● **課題と練習**:
A - コラムでは、日本で子育て支援がなかなか本気で進まない背景に何があると述べていますか。
B - コラムの「「少子化が深刻だ」」で始まる段落を、大事な点は残したまま短くまとめてください。
C - 子育て支援についてのコラムを、最後の文のあとから書き進めてください。

● **本文の抜粋**:
【コラム】20年後にしか成果が出ない政策は、誰もやらない
〜日本が子育て支援に本気を出せない構造的理由〜

「少子化が深刻だ」「子育て支援が必要だ」と言われ続けてきた日本。しかし、実際に子育てをしていると、本当にこの国は子どもと家庭を支える気があるのかと、疑いたくなる場面が多くあります。

なぜ、日本では子育て支援がなかなか本気で進まないのでしょうか?その背景には、選挙、経済、政治の「今だけ」を優先する構造的な問題があるのです。



子どもよりも「票田」が優先される政治構造

最大の理由のひとつは、政治家が子どもや子育て世代よりも、高齢者を優先しやすいという構造です。

物体指示データセットの行:
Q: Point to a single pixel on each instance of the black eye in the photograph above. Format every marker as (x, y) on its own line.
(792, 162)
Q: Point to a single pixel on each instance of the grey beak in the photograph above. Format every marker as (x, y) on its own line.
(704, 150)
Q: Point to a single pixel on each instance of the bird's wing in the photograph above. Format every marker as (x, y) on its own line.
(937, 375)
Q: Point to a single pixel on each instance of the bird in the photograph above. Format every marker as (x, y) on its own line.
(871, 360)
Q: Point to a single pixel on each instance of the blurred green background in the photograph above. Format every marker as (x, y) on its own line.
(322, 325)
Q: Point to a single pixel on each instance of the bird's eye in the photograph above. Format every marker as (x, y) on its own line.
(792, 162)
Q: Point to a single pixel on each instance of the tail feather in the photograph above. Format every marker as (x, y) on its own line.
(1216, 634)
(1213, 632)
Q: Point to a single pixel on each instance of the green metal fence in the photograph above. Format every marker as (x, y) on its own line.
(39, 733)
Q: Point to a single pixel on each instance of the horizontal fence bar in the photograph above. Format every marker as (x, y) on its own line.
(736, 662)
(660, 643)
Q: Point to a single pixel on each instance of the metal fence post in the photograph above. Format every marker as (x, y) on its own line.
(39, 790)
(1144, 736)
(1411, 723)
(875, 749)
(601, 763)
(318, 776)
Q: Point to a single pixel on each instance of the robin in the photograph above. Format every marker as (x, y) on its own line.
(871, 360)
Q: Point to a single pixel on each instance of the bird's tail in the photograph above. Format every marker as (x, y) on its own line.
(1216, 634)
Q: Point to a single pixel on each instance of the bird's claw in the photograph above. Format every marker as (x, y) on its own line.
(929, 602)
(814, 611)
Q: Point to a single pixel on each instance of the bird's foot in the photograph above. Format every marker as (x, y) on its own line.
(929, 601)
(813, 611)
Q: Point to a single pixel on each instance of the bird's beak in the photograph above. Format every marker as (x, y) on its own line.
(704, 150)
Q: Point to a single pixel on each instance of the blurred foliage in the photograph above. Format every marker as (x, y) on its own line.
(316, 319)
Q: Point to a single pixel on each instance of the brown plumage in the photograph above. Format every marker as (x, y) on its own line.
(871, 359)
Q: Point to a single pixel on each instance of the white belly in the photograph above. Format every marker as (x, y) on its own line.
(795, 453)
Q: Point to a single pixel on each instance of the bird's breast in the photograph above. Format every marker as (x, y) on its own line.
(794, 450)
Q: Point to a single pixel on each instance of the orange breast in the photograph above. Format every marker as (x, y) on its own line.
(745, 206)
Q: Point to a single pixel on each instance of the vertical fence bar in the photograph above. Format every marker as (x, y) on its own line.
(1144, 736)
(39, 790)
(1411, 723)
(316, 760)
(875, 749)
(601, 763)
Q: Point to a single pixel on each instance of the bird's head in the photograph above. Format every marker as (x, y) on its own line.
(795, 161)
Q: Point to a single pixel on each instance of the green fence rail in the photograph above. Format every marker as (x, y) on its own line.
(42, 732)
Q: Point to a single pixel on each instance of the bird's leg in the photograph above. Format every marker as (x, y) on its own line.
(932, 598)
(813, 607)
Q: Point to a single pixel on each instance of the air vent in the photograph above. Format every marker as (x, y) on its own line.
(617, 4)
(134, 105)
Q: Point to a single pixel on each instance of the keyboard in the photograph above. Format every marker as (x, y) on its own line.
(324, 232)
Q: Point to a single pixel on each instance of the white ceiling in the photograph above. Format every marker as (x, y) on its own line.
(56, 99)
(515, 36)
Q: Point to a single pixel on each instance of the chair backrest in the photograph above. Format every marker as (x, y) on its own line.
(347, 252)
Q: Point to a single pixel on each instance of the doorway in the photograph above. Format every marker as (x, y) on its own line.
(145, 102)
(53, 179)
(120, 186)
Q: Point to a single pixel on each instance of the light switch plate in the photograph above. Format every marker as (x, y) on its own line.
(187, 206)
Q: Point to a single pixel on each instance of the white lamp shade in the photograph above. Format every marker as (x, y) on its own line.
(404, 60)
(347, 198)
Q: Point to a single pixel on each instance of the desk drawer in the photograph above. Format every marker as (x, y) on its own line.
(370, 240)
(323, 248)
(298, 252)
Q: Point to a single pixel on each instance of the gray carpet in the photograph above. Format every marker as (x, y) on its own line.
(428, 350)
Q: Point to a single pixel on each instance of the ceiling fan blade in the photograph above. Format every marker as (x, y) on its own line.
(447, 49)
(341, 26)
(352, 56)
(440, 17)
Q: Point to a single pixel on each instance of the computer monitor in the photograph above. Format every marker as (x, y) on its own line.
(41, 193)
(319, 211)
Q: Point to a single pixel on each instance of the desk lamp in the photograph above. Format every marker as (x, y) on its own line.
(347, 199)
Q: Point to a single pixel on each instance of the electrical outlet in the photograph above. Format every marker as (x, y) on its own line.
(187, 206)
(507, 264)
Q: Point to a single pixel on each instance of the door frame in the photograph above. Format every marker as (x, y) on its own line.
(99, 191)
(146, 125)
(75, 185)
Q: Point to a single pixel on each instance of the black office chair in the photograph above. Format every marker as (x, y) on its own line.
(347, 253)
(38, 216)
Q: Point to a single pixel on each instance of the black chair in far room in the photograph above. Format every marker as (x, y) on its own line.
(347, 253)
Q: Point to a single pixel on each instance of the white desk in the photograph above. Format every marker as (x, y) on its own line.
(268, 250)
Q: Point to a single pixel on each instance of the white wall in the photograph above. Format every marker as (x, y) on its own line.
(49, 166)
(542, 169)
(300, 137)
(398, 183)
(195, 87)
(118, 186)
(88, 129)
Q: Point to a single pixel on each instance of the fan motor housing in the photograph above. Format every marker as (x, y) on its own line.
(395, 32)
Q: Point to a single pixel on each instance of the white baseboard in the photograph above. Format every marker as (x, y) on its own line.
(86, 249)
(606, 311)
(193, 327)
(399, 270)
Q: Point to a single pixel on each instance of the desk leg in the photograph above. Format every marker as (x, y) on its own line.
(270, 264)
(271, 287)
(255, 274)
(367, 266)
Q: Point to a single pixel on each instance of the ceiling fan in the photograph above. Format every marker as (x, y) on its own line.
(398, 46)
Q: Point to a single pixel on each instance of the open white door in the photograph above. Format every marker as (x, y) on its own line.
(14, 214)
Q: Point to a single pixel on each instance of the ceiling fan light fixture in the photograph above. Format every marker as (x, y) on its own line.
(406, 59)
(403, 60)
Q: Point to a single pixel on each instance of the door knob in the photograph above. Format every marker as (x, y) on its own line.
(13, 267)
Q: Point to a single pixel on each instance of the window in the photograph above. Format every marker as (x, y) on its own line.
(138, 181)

● **解答例**:
A - 選挙、経済、政治の「今だけ」を優先する構造的な問題があると述べています。

B - 日本では少子化の深刻さや子育て支援の必要性が長く言われてきたが、実際に子育てをしていると、国が本当に子どもと家庭を支える気があるのか疑いたくなる場面が多い。

C -
日本の有権者の多くは高齢者であり、かつ投票率も高いため、政治家にとっては高齢者向けの政策を重視する方が当選に直結します。一方で、子ども自身は選挙権がなく、子育て世代も多忙な毎日で政治参加が難しくなりがちです。

そのため、「未来のための政策」よりも、「現在の票になる政策」が優先されてしまうのです。



20年後にしか成果が出ない政策は、誰もやらない

子育て支援が後回しにされがちなもう一つの理由は、その成果が短期的に見えにくいという点です。たとえば、出生率の改善や将来の労働人口の増加といった効果は、数年で結果が出るものではなく、20年単位の時間がかかります。

しかし、多くの政治家にとって重要なのは、次の選挙までに目に見える成果を出すことです。任期内に成果をアピールできない子育て支援は、「やっても評価されにくい政策」として敬遠されやすいのが現実です。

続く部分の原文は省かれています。